(Records from a collection)
----
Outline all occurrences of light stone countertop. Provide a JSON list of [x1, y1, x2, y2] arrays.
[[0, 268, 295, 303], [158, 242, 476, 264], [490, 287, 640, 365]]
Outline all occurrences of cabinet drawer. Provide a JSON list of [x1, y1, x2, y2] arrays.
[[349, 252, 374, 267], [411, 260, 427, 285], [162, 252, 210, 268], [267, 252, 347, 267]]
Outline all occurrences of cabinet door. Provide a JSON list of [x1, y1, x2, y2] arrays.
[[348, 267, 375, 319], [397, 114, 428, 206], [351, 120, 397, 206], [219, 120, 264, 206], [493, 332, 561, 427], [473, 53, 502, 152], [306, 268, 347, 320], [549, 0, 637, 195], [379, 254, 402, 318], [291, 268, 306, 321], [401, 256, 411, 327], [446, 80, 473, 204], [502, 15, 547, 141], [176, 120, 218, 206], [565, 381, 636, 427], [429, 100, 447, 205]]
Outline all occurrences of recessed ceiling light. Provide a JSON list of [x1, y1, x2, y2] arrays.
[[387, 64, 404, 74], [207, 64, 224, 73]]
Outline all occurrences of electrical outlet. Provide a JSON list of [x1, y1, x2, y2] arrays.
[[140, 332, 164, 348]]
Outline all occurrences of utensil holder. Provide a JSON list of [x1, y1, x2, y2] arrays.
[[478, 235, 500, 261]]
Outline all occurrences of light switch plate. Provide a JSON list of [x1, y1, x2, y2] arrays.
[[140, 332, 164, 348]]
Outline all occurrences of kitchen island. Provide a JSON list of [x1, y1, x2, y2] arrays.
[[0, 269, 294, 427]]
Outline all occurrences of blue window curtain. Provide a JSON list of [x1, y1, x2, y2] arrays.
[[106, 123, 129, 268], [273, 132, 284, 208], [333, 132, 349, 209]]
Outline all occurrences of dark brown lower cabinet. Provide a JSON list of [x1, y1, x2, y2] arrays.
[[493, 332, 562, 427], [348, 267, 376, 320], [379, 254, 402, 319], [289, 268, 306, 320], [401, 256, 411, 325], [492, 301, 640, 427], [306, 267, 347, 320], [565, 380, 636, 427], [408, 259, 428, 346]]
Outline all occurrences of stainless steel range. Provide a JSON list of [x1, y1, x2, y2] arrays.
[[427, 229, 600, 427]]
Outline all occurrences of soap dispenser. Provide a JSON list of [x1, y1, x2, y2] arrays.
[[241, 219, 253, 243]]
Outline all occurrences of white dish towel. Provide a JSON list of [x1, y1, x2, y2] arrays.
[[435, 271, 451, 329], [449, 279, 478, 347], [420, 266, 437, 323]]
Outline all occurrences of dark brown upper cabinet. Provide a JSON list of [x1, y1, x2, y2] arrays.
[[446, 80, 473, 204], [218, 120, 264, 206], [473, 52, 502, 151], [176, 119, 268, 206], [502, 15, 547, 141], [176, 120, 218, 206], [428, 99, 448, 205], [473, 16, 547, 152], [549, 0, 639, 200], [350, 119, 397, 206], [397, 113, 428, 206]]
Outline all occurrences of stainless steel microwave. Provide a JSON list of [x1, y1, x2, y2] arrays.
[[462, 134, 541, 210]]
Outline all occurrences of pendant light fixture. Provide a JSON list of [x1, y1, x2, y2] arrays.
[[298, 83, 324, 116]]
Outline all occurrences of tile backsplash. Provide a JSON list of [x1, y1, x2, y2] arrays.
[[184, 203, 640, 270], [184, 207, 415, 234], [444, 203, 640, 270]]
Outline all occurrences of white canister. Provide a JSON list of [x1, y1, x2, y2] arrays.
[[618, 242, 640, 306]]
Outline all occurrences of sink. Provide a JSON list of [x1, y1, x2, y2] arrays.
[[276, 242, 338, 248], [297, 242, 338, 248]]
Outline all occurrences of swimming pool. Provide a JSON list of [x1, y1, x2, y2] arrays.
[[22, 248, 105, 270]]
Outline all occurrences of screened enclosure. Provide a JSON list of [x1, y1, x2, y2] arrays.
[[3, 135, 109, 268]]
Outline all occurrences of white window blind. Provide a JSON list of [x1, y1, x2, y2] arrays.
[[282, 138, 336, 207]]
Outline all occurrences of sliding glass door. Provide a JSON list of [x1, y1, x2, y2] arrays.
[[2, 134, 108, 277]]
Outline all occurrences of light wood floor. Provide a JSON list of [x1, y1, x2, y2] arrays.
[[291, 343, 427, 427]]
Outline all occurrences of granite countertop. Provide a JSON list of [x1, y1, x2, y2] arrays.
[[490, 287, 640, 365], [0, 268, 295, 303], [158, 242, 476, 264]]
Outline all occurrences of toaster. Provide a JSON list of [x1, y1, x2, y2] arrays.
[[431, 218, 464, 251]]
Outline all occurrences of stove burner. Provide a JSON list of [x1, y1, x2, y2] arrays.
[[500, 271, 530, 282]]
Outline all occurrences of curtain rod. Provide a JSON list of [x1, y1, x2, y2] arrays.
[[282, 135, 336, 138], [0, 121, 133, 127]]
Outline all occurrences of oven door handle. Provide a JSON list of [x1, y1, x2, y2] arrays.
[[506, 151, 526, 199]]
----
▸ **Problem to solve**
Starting at the line containing "Outline all occurrences of sink." and ending with the last of the records, write out only those lines again, requests included, shifting every bounding box coordinate in the answers up by 89.

▸ **Response to this exercise**
Outline all occurrences of sink. Provide a JSON list of [x1, y1, x2, y2] arrays.
[[365, 331, 427, 337], [386, 331, 427, 337]]
Outline all occurrences of swimming pool. Provide a JSON list of [x1, y1, x2, y2] arrays.
[[111, 337, 194, 359]]
Outline all occurrences of screened enclosure. Provide a JSON list of [x1, y1, x2, y2] arrays.
[[92, 224, 198, 357]]
Outline all occurrences of white window blind. Provide a JSON list of [x1, y1, x2, y2] arrays.
[[371, 227, 425, 296]]
Outline all occurrences of sliding glass door. Provide a JSON list of [x1, y1, x2, y2] arrays.
[[91, 223, 197, 366]]
Outline all occurrences of light wood floor. Provide a JSON list of [x1, y1, x2, y2] arrays.
[[380, 432, 516, 516]]
Outline all occurrences of granite countertop. Provide a JSON list of [x1, y1, x2, y2] arrays.
[[579, 376, 729, 454], [89, 357, 384, 392], [247, 331, 565, 353]]
Outline all occurrences of toaster. Provide a JSON list of [x1, y1, x2, y2] arrays.
[[520, 307, 553, 340]]
Outline all occurrences of stove burner. Provide a JSON list of [x1, y1, x2, y2] arrays.
[[589, 360, 619, 371]]
Outline all occurrences of curtain rod. Provide a JSON list of [x1, y1, x2, y2] arrays.
[[371, 224, 425, 227], [89, 210, 222, 216]]
Outline all occurrences of oven door handle. Provide a JSON list of [x1, y1, x2, y2] arrays.
[[595, 240, 615, 288]]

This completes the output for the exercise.